> _PROBLEM DETAILS_:
In the data below, find the line containing "Reviewer note: every instance of the gray rock"; reproduce that line and all subsequent lines exactly, and nothing else.

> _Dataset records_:
>> start
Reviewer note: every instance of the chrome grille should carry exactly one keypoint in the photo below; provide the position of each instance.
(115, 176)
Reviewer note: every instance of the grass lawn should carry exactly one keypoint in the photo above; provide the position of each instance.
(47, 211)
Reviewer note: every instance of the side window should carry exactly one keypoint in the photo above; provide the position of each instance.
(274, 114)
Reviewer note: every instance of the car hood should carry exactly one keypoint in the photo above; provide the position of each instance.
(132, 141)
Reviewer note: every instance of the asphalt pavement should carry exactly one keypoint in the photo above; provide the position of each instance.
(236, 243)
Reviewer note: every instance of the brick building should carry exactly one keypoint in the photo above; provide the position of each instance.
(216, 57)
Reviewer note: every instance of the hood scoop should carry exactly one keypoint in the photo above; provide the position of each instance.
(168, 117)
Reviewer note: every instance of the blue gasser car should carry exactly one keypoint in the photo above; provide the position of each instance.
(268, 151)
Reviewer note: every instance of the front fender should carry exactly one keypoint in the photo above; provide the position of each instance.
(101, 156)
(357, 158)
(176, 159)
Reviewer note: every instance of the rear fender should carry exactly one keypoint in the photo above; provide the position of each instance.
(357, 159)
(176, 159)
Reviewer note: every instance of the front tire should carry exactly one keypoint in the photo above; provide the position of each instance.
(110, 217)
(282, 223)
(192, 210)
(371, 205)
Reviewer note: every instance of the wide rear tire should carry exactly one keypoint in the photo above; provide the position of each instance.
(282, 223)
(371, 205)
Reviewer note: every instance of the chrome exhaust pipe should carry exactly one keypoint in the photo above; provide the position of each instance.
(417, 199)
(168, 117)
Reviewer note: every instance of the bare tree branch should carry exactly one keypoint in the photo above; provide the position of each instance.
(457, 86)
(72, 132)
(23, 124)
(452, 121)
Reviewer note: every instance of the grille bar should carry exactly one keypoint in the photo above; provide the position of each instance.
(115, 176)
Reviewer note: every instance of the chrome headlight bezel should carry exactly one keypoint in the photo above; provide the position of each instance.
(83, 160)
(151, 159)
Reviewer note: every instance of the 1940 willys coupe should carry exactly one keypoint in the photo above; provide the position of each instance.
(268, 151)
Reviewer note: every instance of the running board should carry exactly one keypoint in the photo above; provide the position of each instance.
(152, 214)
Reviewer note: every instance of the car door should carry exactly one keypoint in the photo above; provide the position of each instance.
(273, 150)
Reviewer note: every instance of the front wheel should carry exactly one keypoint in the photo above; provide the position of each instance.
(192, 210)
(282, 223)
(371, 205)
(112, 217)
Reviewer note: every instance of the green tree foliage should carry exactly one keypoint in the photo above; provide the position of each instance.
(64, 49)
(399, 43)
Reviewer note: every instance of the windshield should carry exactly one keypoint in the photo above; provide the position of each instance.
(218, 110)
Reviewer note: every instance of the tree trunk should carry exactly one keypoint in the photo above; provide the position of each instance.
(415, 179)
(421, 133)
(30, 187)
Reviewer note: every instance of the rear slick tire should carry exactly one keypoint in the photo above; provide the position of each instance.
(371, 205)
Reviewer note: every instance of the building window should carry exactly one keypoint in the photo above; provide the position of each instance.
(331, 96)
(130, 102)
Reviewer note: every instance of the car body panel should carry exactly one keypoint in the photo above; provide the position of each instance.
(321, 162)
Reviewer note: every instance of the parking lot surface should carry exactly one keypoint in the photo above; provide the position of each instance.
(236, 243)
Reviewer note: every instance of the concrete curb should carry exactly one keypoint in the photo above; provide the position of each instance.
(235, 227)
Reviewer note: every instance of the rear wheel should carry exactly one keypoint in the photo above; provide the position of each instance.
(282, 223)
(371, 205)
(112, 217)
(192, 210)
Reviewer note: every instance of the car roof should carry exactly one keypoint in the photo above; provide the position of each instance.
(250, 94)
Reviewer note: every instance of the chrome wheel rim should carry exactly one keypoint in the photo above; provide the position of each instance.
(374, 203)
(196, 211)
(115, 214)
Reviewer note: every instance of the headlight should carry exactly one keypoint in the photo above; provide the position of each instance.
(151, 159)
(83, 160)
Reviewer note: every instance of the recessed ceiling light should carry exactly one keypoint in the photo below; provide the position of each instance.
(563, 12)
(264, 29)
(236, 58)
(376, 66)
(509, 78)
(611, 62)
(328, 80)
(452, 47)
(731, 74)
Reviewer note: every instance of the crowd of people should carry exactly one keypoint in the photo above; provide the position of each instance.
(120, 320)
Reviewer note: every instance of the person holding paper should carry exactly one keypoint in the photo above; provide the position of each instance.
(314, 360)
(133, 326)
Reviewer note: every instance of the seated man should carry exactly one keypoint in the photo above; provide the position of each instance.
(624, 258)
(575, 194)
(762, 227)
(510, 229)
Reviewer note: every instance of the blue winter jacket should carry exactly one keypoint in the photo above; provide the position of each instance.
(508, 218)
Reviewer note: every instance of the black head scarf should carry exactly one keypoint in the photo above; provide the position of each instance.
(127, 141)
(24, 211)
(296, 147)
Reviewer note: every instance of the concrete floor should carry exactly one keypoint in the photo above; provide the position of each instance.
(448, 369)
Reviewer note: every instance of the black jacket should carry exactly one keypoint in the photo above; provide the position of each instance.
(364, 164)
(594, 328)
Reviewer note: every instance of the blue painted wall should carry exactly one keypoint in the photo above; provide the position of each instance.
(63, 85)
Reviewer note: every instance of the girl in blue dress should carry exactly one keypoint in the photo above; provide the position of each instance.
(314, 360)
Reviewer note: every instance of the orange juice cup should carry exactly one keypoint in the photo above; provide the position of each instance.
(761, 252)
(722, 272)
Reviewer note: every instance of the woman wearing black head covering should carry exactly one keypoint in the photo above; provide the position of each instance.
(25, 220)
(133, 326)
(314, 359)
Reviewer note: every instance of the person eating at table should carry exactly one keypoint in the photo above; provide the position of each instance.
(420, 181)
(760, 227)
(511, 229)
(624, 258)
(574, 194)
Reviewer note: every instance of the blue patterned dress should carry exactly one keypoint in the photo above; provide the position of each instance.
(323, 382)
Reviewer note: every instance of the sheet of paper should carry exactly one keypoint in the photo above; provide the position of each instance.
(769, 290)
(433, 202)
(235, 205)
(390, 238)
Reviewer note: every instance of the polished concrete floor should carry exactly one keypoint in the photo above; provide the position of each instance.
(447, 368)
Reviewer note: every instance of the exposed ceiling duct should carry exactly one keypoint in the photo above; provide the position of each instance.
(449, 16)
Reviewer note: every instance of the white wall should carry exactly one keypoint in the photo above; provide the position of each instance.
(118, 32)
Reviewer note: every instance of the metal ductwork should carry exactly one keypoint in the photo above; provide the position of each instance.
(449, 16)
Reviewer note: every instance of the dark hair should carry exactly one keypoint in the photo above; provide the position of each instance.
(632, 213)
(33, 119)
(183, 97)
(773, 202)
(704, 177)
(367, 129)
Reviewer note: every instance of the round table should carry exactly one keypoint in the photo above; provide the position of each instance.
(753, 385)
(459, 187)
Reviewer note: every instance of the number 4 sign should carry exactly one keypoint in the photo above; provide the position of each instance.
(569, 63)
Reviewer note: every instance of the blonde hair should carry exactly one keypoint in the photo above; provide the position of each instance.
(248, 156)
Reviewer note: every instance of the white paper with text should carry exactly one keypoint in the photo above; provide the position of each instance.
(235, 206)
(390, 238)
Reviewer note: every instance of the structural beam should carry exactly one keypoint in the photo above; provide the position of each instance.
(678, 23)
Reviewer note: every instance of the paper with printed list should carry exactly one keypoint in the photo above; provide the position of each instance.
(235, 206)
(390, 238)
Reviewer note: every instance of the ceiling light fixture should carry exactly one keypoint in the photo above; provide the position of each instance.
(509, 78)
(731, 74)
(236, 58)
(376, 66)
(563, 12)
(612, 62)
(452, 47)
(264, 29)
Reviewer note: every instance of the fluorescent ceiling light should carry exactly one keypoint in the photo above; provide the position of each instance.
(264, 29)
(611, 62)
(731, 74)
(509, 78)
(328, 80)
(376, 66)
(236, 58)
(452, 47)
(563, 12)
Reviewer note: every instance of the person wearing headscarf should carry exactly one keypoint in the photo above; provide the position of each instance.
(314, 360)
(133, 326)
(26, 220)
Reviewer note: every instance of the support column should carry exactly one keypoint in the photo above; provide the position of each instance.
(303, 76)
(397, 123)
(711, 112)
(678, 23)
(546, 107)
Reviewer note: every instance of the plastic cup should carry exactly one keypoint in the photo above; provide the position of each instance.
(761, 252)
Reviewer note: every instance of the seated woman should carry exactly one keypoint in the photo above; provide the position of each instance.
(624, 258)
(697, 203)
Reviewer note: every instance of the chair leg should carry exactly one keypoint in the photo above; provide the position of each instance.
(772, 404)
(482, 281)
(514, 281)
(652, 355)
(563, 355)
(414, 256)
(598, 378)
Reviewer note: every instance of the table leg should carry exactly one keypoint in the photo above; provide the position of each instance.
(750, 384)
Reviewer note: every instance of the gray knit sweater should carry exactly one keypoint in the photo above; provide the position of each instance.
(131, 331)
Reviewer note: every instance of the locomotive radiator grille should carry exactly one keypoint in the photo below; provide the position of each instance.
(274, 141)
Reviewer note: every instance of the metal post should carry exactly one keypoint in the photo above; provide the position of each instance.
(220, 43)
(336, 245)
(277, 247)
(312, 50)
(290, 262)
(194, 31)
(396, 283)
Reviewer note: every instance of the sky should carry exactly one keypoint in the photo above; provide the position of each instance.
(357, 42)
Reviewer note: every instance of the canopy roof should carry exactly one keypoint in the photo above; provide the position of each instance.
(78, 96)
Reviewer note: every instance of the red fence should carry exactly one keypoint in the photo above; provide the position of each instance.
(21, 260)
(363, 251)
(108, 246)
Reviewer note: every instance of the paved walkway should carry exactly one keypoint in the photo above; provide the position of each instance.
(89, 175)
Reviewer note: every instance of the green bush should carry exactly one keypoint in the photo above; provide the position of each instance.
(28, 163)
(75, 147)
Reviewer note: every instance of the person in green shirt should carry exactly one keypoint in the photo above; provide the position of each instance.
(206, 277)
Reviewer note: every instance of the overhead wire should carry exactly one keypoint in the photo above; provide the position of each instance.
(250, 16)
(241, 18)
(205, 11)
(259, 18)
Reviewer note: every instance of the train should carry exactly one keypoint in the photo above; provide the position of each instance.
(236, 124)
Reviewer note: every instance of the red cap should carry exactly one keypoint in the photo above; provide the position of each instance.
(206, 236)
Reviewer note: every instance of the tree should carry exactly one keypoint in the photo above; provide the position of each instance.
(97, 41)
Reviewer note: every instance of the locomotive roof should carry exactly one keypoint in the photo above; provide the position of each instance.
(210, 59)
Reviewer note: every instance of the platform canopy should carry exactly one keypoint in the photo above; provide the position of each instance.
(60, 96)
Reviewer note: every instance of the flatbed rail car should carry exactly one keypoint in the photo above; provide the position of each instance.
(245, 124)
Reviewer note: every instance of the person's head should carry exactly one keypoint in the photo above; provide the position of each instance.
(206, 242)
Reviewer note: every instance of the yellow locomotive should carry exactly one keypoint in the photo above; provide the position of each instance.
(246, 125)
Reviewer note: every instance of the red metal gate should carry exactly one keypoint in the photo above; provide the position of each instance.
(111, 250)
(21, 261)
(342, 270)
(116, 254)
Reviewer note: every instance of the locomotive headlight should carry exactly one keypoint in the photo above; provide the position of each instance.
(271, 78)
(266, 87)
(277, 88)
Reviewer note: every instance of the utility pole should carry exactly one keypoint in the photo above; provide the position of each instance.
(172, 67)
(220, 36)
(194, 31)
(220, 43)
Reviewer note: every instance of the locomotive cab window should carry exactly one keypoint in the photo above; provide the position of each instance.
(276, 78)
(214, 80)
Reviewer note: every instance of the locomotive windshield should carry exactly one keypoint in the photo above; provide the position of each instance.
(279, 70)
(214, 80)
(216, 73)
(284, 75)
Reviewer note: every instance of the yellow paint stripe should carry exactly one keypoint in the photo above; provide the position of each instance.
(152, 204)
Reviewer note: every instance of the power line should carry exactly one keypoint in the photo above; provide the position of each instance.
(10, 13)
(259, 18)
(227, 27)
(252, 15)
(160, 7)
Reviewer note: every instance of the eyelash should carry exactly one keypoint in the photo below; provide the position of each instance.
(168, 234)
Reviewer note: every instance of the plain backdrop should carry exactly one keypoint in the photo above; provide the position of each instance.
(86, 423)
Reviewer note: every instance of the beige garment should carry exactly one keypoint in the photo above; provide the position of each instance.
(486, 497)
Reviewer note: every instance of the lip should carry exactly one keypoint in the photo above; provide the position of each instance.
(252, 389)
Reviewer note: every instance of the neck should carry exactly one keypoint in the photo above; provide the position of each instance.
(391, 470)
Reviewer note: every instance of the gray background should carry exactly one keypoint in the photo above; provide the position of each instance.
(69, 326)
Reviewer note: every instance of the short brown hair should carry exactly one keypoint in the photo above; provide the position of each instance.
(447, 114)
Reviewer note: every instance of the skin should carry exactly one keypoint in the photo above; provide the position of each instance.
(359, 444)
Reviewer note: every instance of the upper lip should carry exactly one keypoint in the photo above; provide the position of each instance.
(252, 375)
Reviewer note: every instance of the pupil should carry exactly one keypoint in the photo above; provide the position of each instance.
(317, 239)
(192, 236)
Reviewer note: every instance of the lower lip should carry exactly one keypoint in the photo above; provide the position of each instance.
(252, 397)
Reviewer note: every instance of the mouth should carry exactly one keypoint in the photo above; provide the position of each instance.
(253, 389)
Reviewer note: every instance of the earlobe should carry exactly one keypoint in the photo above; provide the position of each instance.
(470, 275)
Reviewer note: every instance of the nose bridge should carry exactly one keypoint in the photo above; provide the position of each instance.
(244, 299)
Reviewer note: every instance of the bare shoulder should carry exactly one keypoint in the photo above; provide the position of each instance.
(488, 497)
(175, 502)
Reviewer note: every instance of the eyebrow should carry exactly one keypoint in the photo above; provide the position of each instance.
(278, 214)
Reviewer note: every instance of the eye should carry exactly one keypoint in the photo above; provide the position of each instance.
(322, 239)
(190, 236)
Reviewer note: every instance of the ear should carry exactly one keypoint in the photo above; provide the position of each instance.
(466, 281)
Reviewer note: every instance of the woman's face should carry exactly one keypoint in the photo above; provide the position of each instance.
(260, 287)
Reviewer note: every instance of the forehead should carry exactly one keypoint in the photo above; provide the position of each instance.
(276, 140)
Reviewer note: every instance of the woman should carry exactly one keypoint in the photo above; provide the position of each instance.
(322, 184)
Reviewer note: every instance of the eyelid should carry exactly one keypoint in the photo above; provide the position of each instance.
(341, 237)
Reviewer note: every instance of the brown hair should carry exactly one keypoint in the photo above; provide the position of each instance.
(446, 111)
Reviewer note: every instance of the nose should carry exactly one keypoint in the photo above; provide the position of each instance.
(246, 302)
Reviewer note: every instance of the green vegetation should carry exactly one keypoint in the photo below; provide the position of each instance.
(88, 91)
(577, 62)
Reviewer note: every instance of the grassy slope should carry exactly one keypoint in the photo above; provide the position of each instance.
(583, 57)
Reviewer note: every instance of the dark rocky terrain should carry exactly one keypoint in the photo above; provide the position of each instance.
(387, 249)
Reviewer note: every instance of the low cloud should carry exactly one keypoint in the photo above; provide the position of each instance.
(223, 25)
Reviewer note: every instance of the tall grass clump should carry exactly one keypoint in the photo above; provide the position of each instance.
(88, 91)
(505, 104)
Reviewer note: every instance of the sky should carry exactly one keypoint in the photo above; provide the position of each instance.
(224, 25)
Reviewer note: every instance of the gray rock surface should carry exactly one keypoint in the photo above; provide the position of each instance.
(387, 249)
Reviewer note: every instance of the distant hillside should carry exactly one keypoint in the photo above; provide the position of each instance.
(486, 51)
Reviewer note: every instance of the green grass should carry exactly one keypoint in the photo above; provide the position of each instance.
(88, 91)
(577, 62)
>> end
> _ANSWER TO THE EXERCISE_:
Reviewer note: every instance of the gray rock surface should carry exactly one keypoint in the photo above; provide the position of each instance.
(387, 249)
Reviewer note: every instance of the distant hillside should carry exactly one keypoint in the photo above; provide the position of each instance.
(486, 51)
Reviewer note: every instance of the green grass should carry exactly one keypoint in the photo above; provide the position of each instance.
(88, 91)
(577, 62)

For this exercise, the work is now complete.